*DATASET RECORDS*:

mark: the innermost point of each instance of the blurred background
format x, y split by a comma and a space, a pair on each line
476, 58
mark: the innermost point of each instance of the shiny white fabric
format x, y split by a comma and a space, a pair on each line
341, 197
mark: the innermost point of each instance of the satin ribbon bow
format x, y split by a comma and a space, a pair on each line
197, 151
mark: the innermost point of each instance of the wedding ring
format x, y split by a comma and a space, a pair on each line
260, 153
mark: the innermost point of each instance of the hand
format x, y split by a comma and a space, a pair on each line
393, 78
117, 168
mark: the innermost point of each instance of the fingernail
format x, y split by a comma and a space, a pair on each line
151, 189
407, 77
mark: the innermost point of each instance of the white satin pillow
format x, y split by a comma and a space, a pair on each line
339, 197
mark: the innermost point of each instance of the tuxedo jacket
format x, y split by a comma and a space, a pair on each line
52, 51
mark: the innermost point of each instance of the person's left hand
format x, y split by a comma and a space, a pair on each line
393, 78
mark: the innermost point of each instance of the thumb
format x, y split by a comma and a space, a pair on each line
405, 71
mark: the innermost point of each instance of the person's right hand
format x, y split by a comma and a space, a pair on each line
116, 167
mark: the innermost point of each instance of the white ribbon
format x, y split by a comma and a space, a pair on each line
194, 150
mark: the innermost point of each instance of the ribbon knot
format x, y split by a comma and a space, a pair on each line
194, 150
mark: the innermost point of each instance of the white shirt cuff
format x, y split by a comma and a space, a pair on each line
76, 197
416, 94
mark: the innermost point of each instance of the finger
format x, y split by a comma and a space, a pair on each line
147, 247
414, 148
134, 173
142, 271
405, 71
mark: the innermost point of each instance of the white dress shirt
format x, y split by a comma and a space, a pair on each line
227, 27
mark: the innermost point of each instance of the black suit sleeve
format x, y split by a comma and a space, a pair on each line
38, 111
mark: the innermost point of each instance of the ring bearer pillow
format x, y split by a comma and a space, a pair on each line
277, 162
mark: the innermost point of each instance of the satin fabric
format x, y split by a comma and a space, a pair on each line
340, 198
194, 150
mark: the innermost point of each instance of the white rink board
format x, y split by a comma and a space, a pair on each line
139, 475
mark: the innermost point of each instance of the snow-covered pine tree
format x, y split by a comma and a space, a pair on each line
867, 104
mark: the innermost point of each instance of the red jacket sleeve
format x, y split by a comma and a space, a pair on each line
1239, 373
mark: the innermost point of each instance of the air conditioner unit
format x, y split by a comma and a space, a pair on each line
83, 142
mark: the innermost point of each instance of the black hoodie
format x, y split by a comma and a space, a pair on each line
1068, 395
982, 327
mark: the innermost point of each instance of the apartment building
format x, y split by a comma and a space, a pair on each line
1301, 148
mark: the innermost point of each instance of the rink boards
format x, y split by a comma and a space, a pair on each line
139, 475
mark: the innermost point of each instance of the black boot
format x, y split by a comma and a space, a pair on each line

*WHAT IS BEING ASKED*:
Print all of the data exactly as it was given.

*OUTPUT FOR THIS TASK*:
mark: the innermost point of each instance of the blurred background
format x, y split by a comma and a space, a pair on each line
476, 58
mark: the innermost point of each instance of the shiny white fabric
format x, y split by a comma and a space, a pair on each line
341, 197
mark: the innermost point of each instance of the satin ribbon bow
format x, y split by a comma and a space, a pair on each line
197, 151
mark: the innermost point of each instance of the wedding ring
format x, y split by a comma and a space, a pair on each line
260, 153
mark: the innermost point of each instance of the hand
format x, y split by a comma and a space, a pair on each line
393, 78
117, 168
mark: the innermost point of each instance of the fingernail
format x, y split by a comma and a space, a pair on each line
151, 189
407, 77
mark: the innermost point of each instance of the white satin pillow
format x, y split by a comma and a space, a pair on each line
339, 197
mark: the innermost point of each instance of the tuxedo jacket
format x, y split by a comma and a space, a pair on each line
52, 51
mark: the innermost point of each instance of the person's left hand
format x, y split by a comma and a space, a pair on each line
393, 78
mark: the innermost point of each instance of the thumb
format x, y split by a comma and a space, a pair on each line
405, 71
mark: the innermost point of each instance of the person's right hand
format x, y split by a comma and a space, a pair on each line
116, 167
mark: the innermost point of each instance of the white ribbon
format x, y split by a comma and a space, a pair on each line
194, 150
mark: the innermost point of each instance of the ribbon knot
format x, y split by a comma and a space, a pair on each line
194, 150
mark: the innermost point of each instance of the white shirt cuff
format x, y split by a comma and a space, a pair on each line
76, 197
416, 94
mark: the innermost point of each instance of the finger
format x, y split by a comma and a space, a pair on each line
147, 247
414, 148
134, 173
142, 271
405, 71
mark: the innermost point of each instance of the white dress shirt
format x, y split by a comma and a space, a pair on each line
227, 27
mark: the innermost point of each instance of the black suit sleeve
format x, y split by a comma and a space, a pair on each line
38, 111
mark: the innermost point of each instance of the ring bearer pillow
format x, y split by a comma and a space, a pair on each line
277, 162
mark: the innermost point of each instance of the satin fabric
format x, y split by a comma and a space, a pair on each line
340, 198
194, 150
mark: the innermost point of each instance of the white rink board
format x, y split by a comma and a space, a pair on each line
139, 475
mark: the innermost point of each instance of the snow-covered pine tree
format x, y split by a comma and a space, a pair on each line
867, 104
mark: the innermost point of each instance of the red jacket sleeve
format x, y split by a comma and a space, a pair on each line
1239, 373
mark: the innermost point of each instance of the air conditioner unit
format x, y split by a comma and a space, a pair on each line
83, 142
mark: the innermost point of each instance of the black hoodie
format x, y split by a comma and a space, a pair on each line
1068, 395
982, 327
mark: the innermost point of each instance of the apartment building
format x, y split by a comma and a space, a pair on each line
1301, 148
mark: the innermost point of each instance of the rink boards
format x, y split by a comma and a space, a pair on each line
139, 475
mark: the innermost point of each instance of the black boot
format x, y split by a comma and a space, a pair on each line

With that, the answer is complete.